## PROVIDED DATA
##############################

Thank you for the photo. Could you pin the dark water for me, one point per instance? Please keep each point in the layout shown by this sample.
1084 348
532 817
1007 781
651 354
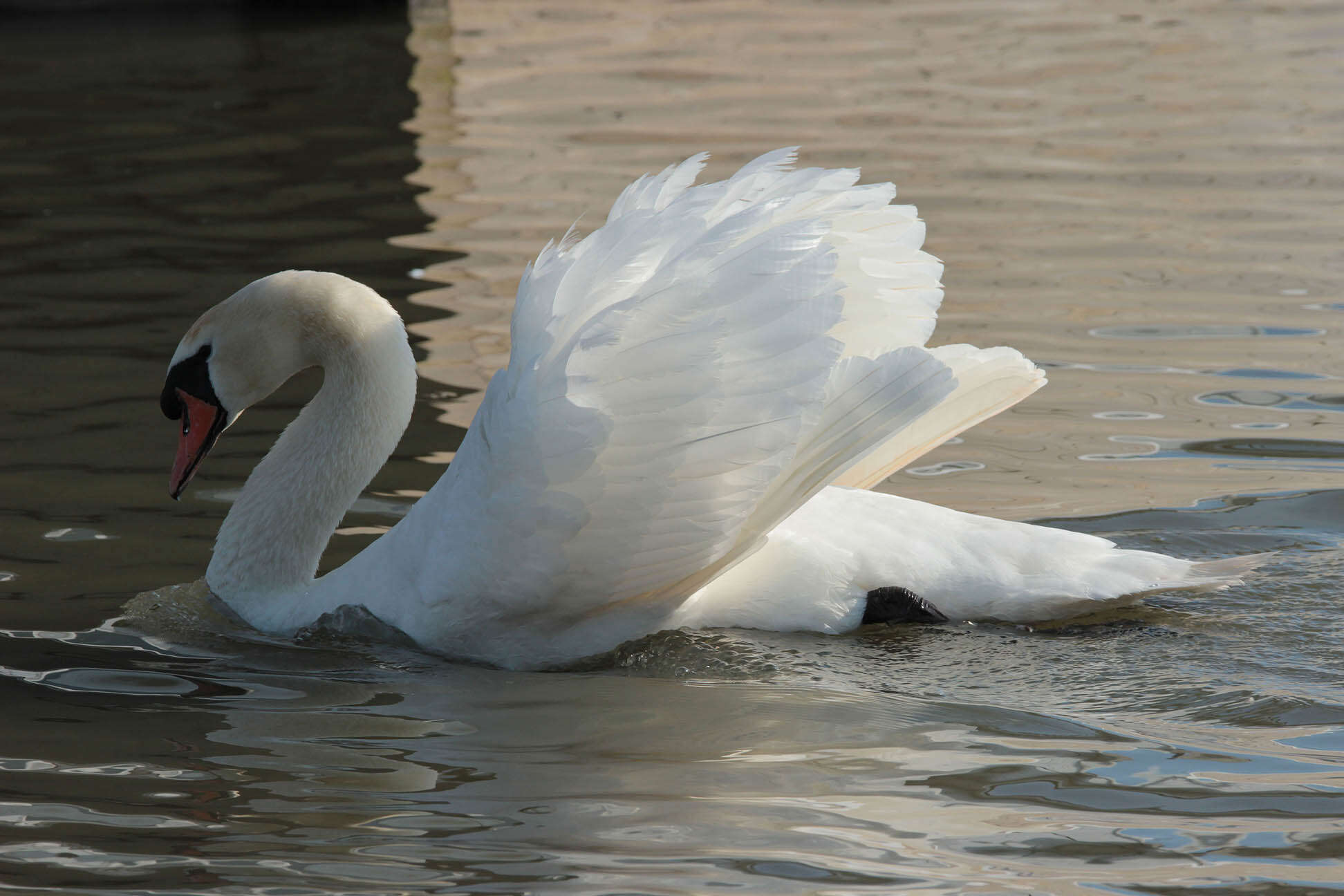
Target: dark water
156 162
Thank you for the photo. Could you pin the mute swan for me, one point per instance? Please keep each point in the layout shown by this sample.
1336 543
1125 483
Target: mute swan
698 397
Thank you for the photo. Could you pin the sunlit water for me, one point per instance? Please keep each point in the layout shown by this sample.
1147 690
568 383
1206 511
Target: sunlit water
1143 198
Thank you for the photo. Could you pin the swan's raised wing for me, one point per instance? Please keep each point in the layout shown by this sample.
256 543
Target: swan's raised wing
680 380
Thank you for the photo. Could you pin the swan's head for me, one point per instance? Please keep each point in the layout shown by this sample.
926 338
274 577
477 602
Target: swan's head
243 348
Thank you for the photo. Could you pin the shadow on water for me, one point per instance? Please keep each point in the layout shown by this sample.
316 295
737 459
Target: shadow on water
868 760
159 159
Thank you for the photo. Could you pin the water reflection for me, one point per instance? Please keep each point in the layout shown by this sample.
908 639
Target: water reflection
1081 169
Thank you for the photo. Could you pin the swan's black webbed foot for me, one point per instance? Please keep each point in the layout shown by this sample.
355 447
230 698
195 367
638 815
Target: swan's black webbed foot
353 621
893 605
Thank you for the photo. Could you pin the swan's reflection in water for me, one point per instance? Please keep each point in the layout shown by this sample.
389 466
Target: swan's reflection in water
926 756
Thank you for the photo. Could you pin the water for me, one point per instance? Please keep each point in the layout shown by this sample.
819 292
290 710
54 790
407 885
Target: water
1146 199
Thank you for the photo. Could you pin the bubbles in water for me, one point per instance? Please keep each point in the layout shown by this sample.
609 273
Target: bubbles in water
77 535
1128 416
946 467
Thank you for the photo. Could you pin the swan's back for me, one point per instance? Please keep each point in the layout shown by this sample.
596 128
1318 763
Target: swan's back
682 380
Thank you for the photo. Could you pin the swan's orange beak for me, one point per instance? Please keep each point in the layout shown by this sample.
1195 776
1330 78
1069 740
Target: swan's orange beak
202 422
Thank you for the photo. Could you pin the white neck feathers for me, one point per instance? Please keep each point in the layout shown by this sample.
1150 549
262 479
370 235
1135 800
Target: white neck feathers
268 547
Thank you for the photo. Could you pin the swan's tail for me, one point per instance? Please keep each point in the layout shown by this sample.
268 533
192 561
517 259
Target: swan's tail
1215 575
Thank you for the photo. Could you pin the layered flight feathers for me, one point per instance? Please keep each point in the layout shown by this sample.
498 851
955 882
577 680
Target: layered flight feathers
689 375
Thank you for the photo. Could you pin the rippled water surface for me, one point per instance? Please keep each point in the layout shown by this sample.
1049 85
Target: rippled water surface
1144 198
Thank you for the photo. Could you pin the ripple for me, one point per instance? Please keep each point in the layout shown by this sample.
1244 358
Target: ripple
77 535
1128 416
945 468
1274 400
1271 448
1200 330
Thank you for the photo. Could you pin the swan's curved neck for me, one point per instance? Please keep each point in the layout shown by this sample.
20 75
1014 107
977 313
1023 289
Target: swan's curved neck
269 544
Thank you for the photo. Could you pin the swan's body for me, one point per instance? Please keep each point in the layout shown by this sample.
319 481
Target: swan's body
683 386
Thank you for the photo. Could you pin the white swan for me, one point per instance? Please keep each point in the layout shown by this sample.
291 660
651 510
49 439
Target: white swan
690 393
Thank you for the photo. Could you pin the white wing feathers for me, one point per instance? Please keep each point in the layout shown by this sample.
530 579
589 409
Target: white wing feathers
690 374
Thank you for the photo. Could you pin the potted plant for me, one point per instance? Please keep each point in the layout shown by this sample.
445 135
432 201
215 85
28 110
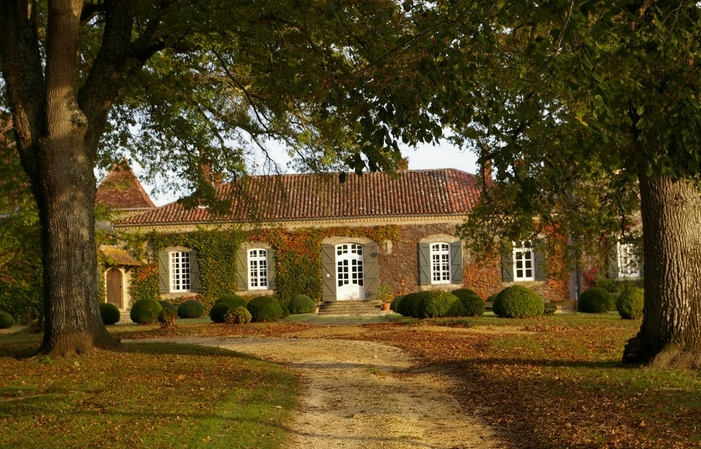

##############################

## TASK PROMPT
Exact copy, no pictures: reproduce every record as it stands.

## TASK RESPONSE
Thank you for the photo. Could you pin the dark water for me, one point per instance? Please keep each point in the layout shown by this sample.
1084 348
532 817
1007 781
651 354
Target: dark water
156 162
Thank you for the photo. Could you pin the mute swan for me, one point per instance? Please keep each point in the layout shown by this sample.
1336 543
1125 483
Target: mute swan
698 397
Thank you for the photo. Could you pin the sunlit water for me, one point per instance? Please keep each point in the layout shown by this sample.
1147 690
568 383
1206 511
Target: sunlit water
1143 198
Thank you for the photo. Could you pin the swan's raised wing for me, one point per instance? Please keep each point in the layout shown by this sample.
256 543
Target: swan's raised wing
680 380
Thank you for the photo. Could you pin the swan's head for me, one point per instance? Please keep each point in the layout shown by this sample.
926 338
274 577
477 602
Target: swan's head
243 348
Thank you for the photo. Could you pin the shadow on water for me, one point per instance? Please keep each point in the layout shown by this sample.
316 295
737 459
Target: shadow on water
868 760
159 159
Thank you for the photo. Could you pin the water reflection for me, one point per instance? Please keep each point in the layout shown by this sample.
908 639
Target: water reflection
1081 169
Thank you for the photo. Could you pin the swan's black webbed foot for me, one point per instance? Please keep each point in the layout shown by this sample.
355 447
230 698
195 367
638 815
Target: swan's black webbed foot
353 621
893 605
Thank you for the photo. Could you pin the swan's reflection in water for me, one point per instance? Please keep each point in the layout shown by this sample.
389 466
Target: swan's reflection in water
926 756
Thank you for the photo. Could you pin the water for me, one point per instance? Please keep each point in the layout shown by this sample.
819 292
290 710
54 790
407 885
Target: water
1146 199
Thank you for the photo. Could you pin the bubbles in water for me, one point per instance? Please keep each point in the layout shown by this sample.
609 273
Target: bubbles in water
77 535
1128 416
946 467
Thank you for the photo. Could you pin the swan's back for me, one point per instance? Please keep each point in the layout shown by this sample.
596 128
1318 763
Target: swan's back
682 380
Thank you for the photo. Could you pin the swan's orange beak for me, one point per instance? Please keep each point in the layout shown by this sample.
1195 776
1330 78
1069 740
Target: swan's orange beak
202 422
Thank you for the photo. Could you pin the white neck feathers for me, one point per instance? Please keep each point in the layout shown by this sample.
1150 549
262 479
370 235
1135 800
Target: white neck feathers
268 547
Thank you for the photo. Could you pin the swan's tail for me, one point per instance? Please keep each point in the layout shown by this sample.
268 533
192 561
517 259
Target: swan's tail
1215 575
Thank you for the photo. Could you pin the layered flight feathers for me, one point per instance? Please keep each point in the layout shown by this sample.
498 851
955 882
577 680
Target: layered flight feathers
689 375
Thank you for the photo. Could you pin the rippled water surface for me, one point per instance? Please keep each point in the layout shown by this sample.
1049 85
Target: rippled water surface
1144 198
Thank you for the photo. Could you pin the ripple for me, one point per instance? Please keep each point in the layout shown by this sample.
1244 358
Target: ripple
77 535
1128 416
945 468
1274 400
1271 448
1200 330
Thank you for the photo. Could you pin the swan's curved neck for me, one point per instance? Please keep each point in the layout shown by this sample.
20 75
1014 107
977 313
1023 289
Target: swan's curved neck
269 544
Thank you for the photo. Could you pin the swan's body for me, one point per instance? Please keep each point in the layout shown by this sample.
319 481
Target: swan's body
683 386
Thank you for the photo. Could you pin the white swan for me, one point per instance? Please keep each point in the layout shown by this sample.
291 660
651 510
49 439
Target: white swan
690 393
Thank you for the photo. Could you pin the white wing feathers for me, one point per instance? Please keep each point in the layout shown by this sample.
530 579
589 409
Target: white wing feathers
690 374
Thank you for the photo. Could you pin the potted plant for me, one point per instance? Please keep each point in the layout shown by this sample.
445 135
432 201
215 85
28 110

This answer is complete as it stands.